GIVEN REQUEST: Find every line in the data below that contains the string "audience", treating uppercase and lowercase as different, and copy each of those lines.

[Rows from a pointing dataset]
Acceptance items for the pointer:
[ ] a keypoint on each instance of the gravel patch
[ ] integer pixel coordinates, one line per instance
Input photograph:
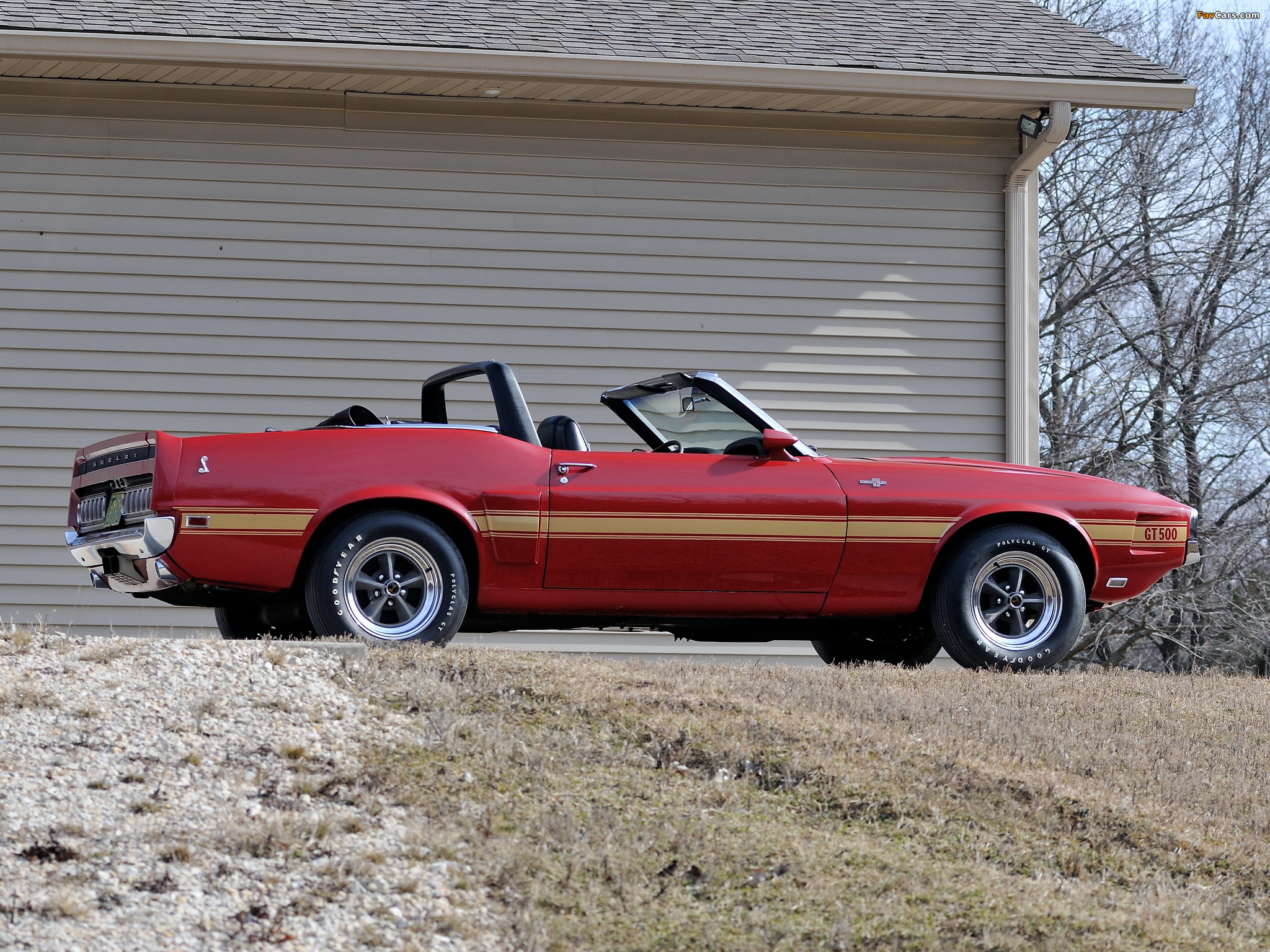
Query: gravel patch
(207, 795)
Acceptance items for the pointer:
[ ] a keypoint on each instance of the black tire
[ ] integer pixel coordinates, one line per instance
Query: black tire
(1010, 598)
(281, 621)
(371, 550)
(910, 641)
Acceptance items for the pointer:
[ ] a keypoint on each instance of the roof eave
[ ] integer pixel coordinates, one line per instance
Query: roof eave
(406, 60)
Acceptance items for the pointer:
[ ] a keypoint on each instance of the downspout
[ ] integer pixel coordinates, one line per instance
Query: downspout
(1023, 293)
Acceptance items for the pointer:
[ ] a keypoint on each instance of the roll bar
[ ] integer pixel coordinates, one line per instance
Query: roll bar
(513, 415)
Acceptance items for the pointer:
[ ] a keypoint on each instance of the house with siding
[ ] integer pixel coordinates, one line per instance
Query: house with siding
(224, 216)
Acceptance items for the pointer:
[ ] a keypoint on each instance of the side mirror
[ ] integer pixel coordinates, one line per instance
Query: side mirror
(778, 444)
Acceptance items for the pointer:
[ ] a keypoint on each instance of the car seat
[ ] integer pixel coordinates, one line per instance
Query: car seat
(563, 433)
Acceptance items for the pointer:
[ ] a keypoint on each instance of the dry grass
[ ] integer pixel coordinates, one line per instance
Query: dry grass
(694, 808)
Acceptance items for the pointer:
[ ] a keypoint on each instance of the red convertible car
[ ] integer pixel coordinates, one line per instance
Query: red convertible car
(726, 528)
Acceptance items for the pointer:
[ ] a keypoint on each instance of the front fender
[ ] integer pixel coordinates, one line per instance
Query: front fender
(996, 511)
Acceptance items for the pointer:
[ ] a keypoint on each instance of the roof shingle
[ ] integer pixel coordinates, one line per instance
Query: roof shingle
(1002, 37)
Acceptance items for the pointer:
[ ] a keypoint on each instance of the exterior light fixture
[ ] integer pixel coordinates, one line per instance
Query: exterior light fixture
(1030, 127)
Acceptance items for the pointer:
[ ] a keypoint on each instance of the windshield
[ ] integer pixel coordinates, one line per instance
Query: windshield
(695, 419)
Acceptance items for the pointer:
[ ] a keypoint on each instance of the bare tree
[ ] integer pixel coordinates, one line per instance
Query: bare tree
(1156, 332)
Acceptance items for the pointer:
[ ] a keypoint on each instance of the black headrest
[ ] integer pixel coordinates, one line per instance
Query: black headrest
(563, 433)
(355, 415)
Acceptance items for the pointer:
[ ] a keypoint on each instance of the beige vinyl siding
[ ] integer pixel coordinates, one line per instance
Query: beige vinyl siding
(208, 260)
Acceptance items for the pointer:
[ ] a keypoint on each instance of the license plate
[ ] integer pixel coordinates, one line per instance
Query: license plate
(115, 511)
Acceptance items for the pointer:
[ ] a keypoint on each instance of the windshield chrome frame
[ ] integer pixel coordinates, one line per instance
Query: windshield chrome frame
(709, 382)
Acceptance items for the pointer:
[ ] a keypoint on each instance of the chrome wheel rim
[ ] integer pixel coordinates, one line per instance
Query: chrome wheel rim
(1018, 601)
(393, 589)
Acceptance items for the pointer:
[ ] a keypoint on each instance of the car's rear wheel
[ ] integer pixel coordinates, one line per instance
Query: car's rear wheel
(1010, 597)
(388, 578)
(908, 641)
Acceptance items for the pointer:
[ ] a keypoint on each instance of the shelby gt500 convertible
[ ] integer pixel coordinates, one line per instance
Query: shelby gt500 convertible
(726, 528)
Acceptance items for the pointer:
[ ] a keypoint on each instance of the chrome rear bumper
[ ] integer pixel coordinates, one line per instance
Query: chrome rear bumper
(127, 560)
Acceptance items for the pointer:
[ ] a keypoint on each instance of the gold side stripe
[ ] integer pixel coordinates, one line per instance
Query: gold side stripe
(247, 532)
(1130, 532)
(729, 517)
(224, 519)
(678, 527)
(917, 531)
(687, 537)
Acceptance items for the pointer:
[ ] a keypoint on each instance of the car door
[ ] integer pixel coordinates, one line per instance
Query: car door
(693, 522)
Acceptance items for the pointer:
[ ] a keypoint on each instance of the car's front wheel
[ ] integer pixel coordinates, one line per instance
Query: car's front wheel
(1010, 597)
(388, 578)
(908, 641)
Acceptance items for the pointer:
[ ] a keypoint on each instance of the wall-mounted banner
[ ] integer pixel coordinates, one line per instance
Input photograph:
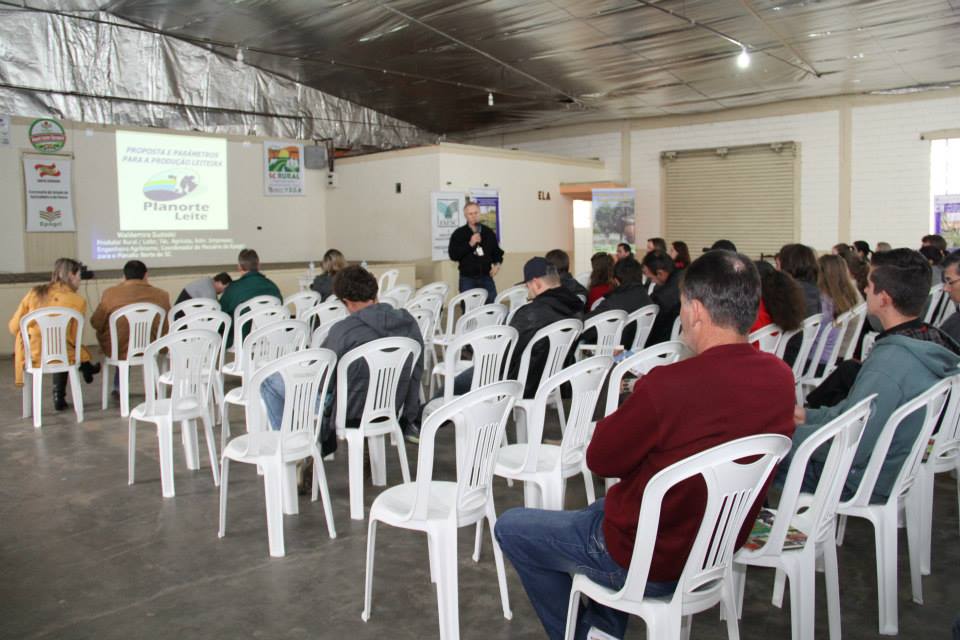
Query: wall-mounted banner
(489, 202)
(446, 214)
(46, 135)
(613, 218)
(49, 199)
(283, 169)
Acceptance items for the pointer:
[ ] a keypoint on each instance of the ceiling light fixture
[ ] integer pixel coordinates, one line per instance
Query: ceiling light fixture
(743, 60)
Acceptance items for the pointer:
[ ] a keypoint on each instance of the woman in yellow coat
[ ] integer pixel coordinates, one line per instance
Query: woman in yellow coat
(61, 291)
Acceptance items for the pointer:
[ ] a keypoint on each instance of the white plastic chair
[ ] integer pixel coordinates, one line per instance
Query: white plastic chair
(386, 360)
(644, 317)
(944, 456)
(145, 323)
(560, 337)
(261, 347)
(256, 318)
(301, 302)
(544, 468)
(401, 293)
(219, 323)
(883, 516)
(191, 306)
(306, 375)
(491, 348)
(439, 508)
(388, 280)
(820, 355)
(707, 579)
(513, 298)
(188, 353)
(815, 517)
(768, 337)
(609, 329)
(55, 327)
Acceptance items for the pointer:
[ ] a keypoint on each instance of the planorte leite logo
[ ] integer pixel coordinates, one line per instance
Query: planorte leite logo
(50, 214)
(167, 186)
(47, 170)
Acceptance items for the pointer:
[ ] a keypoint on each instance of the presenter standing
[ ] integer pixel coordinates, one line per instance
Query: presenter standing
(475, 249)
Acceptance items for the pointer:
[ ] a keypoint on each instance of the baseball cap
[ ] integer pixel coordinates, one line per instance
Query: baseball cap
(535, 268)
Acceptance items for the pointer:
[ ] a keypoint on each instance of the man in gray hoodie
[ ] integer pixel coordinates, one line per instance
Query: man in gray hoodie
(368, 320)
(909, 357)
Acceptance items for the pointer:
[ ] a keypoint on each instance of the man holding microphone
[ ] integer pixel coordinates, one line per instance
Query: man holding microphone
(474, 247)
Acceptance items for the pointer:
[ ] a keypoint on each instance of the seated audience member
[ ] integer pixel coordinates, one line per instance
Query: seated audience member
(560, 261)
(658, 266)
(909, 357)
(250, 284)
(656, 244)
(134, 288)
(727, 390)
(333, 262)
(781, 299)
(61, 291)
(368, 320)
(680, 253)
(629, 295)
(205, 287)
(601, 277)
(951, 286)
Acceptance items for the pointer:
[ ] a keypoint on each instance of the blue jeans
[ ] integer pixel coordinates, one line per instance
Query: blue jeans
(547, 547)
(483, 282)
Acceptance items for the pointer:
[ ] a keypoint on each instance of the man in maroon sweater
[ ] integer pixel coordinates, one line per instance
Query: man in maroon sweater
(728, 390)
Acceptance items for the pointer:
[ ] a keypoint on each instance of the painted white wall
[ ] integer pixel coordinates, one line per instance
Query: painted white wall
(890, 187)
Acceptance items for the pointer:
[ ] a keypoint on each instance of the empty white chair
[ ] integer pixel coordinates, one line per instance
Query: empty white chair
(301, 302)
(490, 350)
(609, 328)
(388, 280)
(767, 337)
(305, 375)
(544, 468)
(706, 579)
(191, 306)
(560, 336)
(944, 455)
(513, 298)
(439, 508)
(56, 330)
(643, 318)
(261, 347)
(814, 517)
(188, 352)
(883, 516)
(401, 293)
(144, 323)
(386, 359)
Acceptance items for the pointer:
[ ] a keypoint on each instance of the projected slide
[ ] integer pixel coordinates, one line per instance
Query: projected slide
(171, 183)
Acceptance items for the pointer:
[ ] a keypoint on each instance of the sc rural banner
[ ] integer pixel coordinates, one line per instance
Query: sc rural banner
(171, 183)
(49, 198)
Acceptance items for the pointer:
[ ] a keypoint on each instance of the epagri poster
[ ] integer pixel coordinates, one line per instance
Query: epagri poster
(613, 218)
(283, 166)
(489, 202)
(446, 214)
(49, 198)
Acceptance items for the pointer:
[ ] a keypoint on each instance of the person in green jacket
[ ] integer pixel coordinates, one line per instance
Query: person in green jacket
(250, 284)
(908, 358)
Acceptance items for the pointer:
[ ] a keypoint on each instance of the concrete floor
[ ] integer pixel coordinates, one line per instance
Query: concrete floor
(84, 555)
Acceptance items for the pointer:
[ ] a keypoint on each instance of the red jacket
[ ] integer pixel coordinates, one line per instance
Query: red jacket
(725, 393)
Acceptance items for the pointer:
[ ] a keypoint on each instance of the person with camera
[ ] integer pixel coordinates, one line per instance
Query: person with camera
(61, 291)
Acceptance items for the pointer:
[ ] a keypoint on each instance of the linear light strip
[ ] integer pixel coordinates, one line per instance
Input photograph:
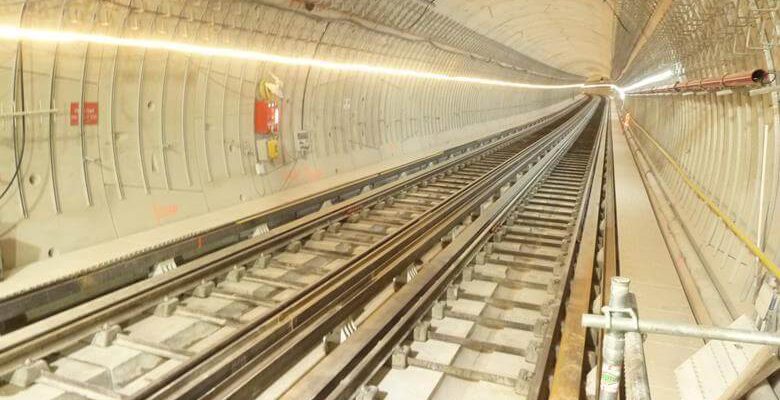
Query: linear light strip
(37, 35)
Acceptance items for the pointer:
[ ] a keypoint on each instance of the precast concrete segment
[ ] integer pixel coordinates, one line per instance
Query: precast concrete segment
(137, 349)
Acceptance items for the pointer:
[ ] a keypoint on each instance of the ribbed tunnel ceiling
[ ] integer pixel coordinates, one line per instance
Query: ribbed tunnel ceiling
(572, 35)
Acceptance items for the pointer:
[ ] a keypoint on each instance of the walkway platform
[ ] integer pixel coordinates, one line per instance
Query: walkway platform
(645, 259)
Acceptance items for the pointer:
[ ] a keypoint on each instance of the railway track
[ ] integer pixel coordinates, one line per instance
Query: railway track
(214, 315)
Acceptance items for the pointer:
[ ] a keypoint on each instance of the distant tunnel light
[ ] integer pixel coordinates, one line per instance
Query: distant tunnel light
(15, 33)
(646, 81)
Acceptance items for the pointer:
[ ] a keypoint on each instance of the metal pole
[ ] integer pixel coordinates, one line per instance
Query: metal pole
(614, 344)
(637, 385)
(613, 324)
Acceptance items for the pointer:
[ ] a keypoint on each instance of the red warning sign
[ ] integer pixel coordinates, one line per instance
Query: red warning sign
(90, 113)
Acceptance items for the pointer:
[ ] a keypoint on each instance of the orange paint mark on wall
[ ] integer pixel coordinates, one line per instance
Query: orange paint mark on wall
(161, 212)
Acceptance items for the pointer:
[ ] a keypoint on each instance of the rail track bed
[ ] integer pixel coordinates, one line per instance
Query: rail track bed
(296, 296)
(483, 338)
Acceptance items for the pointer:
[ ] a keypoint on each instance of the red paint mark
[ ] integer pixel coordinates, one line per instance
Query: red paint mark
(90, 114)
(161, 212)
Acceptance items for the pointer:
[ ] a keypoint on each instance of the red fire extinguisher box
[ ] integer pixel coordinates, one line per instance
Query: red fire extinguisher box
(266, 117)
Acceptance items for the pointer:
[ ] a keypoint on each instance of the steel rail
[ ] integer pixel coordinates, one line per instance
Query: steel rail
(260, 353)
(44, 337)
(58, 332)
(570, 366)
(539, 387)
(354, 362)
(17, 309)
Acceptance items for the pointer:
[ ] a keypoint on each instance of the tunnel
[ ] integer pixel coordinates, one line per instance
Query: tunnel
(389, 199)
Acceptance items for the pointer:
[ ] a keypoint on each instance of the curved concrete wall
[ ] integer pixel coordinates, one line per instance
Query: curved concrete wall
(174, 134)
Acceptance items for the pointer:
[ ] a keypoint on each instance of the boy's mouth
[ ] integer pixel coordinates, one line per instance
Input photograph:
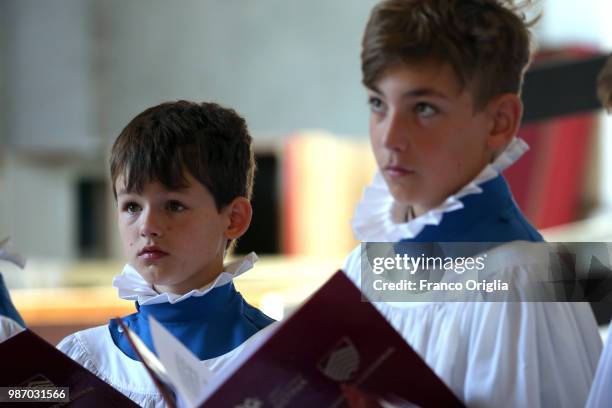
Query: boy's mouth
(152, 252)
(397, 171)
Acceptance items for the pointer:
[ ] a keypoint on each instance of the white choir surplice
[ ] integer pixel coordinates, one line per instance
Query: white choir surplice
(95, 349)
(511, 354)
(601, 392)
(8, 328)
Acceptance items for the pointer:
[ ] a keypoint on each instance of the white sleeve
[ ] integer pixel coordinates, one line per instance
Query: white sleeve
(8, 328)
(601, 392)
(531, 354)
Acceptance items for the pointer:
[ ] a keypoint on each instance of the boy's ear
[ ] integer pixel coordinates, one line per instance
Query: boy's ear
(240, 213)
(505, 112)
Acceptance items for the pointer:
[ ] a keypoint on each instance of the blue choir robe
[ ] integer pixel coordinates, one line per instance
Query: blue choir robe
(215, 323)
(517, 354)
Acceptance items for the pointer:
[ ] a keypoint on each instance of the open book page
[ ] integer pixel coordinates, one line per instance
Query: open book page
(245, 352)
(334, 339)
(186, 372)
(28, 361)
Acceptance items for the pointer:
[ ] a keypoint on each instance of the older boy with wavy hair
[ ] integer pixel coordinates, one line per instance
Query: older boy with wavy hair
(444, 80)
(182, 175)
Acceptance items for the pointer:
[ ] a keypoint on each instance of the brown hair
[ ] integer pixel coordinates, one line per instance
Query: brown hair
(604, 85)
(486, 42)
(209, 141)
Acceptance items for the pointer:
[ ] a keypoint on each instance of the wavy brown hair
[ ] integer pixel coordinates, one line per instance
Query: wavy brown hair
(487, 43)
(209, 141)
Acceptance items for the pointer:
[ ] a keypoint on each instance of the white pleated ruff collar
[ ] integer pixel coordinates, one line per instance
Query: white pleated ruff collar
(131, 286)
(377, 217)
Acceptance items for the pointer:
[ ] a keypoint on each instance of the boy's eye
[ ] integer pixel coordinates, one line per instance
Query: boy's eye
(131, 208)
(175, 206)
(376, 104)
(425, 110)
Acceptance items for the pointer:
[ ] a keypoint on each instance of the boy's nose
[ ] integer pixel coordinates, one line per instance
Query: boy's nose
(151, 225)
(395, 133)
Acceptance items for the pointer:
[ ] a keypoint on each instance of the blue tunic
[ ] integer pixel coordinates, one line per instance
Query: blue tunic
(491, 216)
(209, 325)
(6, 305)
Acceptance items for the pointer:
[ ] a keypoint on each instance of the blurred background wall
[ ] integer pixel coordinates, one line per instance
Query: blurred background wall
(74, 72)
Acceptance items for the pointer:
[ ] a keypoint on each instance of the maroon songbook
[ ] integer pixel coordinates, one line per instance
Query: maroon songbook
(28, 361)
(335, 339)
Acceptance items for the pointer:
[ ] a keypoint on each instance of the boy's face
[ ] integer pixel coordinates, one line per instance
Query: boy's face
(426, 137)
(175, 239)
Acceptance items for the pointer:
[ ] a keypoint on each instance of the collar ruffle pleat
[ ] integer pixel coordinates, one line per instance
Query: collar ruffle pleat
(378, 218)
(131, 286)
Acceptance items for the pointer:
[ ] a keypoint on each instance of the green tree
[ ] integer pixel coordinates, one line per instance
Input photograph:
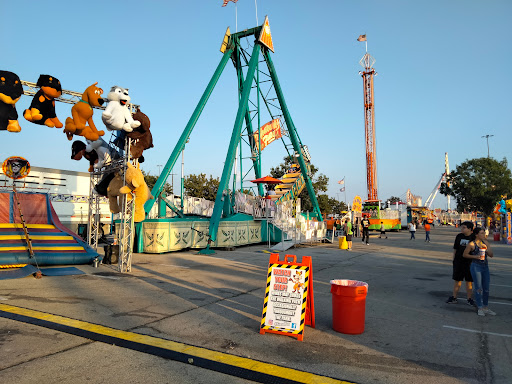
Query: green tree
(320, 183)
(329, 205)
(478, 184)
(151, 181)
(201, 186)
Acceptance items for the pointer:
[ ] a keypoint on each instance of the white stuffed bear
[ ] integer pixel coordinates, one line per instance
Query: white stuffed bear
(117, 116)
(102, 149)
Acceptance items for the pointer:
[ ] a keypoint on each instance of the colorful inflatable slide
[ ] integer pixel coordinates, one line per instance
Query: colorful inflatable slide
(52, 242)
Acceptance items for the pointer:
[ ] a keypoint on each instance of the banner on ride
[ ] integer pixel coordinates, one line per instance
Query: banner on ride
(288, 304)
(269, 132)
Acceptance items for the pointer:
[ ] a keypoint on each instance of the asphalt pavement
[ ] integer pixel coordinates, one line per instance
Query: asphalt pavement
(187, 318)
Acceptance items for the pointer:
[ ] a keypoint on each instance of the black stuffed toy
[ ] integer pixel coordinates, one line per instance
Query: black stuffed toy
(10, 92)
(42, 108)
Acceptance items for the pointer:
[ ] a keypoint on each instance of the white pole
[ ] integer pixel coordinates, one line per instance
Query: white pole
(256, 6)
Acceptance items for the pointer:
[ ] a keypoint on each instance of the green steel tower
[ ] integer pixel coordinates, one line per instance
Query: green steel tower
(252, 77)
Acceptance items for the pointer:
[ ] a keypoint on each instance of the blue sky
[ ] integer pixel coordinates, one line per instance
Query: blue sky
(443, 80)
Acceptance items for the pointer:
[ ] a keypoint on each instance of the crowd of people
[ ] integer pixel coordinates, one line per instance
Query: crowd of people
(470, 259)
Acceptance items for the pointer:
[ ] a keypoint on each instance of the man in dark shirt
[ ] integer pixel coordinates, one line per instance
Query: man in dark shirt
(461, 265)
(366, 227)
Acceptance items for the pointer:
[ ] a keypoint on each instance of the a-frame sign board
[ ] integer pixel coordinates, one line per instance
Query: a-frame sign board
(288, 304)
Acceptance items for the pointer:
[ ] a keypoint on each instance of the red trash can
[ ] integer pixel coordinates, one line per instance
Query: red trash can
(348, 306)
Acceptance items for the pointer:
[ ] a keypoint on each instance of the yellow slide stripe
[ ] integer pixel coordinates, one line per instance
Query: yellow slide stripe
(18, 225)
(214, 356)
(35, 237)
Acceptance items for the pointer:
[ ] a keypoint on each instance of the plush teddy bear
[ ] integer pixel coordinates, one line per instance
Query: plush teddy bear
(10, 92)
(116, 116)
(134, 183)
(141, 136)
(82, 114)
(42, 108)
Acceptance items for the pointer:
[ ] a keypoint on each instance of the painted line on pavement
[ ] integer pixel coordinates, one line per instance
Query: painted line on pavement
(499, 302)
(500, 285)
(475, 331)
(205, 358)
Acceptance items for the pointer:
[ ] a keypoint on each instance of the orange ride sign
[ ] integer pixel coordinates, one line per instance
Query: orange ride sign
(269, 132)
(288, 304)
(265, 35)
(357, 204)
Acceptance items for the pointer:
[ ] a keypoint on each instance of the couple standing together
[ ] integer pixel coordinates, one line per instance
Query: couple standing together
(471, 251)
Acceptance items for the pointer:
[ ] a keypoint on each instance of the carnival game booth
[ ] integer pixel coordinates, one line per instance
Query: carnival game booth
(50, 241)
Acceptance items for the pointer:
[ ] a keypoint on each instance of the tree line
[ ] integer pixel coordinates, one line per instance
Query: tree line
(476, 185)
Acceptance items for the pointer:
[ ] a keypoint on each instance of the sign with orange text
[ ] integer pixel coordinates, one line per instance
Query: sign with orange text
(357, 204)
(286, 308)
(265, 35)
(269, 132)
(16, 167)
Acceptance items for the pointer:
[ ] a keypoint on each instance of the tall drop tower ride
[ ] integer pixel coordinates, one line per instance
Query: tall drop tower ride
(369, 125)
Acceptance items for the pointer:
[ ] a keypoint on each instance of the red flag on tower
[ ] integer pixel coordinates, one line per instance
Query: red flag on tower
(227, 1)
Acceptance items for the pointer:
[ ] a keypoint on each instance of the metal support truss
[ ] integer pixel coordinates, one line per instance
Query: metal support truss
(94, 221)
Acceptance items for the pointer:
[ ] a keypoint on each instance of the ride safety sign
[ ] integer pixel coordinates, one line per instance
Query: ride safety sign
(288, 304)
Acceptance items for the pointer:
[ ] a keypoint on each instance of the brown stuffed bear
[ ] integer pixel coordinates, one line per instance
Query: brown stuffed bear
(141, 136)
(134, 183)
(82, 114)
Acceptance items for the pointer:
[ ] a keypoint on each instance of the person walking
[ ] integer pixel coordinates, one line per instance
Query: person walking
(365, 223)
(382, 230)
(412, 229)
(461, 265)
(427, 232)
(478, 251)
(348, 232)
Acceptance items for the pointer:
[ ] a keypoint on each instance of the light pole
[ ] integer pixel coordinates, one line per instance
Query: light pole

RESPONSE:
[ ] a keypoint on each instance of the seated audience member
Query: seated audience member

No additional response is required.